DOCUMENT TEXT:
▬▬▬

Pretty much (as confidence intervals, to be specific). They both provide similar information about the magnitude of the difference relative to its standard error. The elpd_diff/se_diff approach is analogous to the p-value approach (which would compare elpd_diff/se_diff to the quantiles of a standard normal), and the approach above analogous to the confidence interval approach
Brilliant thank you! I’ve always wondered why journals these days champion confidence intervals and discourage p-values when generally speaking if the p-value is <.05 the confidence interval will exclude 0. But I suppose even though both can be to make binary decisions about acceptable amount of evidence to conclude presence or absence of an effect or superiority of a model, confidence intervals encourage people to take into account the uncertainty in the estimate whereas p-values are a little opaque.
It’s a big topic but there are issues with both. While confidence intervals can help quantify the uncertainty in an estimate, they’re reliant on the parameter (approximately) following a normal distribution. That’s where bootstrapped confidence intervals (or Bayesian methods) get recommended, since they’re not dependent on the normality of the parameter’s distribution (speaking *very* generally)
Your answer was excellent. As the elpd_diff>4, the normal approximation is likely to be good.
And my caveats were
don’t report just 2.895522 or that some not shown value was bigger than 2, but report explicitly both elpd_diff and se_diff, because then others can see how big the absolute value of elpd_diff is which is useful diagnostic, and others can decide which tail probabilities to use
we don’t want to encourage hypothesis testing with some arbitrary threshold, as different cases may require different thresholds, thus we don’t say that use 2SE, but instead we say that use that normal approximation to make your decision, but you need to decide yourself what tail probability is meaningful in your specific case. This means I can give you reference which discusses the normal approximation and it’s diagnostics. but I don’ recommend any specific threshold.
Thank you @avehtari. I have already reported elpd_diff and se_diff for each comparison, however I was also reporting the elpd_diff/se_diff value as well, like this
Backing this up a bit, I’d first ask myself “for which purpose am I selecting a model” ? Which then leads to “for which purpose am I using loo.”
To answer these questions, I’d need to think of what inference I hope to make. If I am looking to interpret the parameters, then I’d think about what my research question is. I’d let this be my guide, eg, if I am interested in the individual effects, then I’d just fit the full model with varying/random slopes . Then I’d describe the results. Or do I want to interpret certain parameters, given others are controlled for ? Etc.
Further, If loo did not favor a model, it’s likely that’d be reflected in the posterior distributions.
Now if I was going to take the model and make some predictions, then I would be really interested in loo and what difference is notable for that goal. My lab does intensive longitudinal data analysis and typically we just about never use the model for forecasting, but rather to interpret the parameters, in light of our question.
Sorry this is perhaps a non answer answer, but it seems one alternative, that avoids all of these issues, is to just fit the full model :-)
Yes @donny I did wonder if that would have been a better approach. It would certainly have been much simpler and would have allowed me to quantify the absence of effects. In the their book Applied Longitudinal Data Analysis, Singer and Willett advise the forward iterative model comparison approach to test the overall effects of predictors over simply running the full model. I am just emulating their approach using an analogous Bayesian method. How valid it is to transpose the NHST approach to the Bayesian context I don’t know. But I definitely take your point and wavered between the two approaches.

▬▬▬

RECORD EXCERPTS:
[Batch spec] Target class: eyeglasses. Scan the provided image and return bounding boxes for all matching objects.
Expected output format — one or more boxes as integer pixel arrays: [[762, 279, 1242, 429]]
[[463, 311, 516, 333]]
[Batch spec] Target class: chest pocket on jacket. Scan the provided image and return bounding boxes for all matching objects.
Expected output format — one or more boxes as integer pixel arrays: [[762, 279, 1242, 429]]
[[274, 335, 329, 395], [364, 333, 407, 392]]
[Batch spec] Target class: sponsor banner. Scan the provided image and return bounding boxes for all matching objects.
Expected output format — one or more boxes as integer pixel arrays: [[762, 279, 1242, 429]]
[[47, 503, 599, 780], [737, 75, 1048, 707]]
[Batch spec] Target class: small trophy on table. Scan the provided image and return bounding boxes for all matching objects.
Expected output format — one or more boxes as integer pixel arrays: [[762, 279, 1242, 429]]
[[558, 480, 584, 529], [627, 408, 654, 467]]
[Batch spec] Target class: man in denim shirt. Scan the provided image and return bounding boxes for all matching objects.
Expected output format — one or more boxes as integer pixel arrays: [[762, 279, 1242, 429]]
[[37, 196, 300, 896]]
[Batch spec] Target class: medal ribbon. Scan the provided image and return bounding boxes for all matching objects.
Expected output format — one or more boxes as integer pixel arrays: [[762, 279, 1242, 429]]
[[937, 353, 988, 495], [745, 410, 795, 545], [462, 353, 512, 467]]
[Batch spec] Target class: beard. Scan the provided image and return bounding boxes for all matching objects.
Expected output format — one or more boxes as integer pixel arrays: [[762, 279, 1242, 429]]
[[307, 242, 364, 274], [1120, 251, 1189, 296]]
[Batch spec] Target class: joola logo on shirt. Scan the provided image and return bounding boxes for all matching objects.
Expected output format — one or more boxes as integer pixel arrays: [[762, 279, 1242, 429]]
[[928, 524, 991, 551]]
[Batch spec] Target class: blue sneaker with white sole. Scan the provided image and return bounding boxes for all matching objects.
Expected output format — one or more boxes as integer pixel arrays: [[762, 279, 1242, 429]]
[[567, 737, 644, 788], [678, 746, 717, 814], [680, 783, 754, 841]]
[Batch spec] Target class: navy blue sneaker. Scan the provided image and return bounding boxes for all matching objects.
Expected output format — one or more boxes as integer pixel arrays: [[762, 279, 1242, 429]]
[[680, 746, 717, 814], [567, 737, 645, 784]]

▬▬▬

ACTIVITY: Please copy word for word the part of the model comparison discussion above starting with "Now if I was" and going on through "of our question.".

ANSWER FOR THE TASK:
Now if I was going to take the model and make some predictions, then I would be really interested in loo and what difference is notable for that goal. My lab does intensive longitudinal data analysis and typically we just about never use the model for forecasting, but rather to interpret the parameters, in light of our question.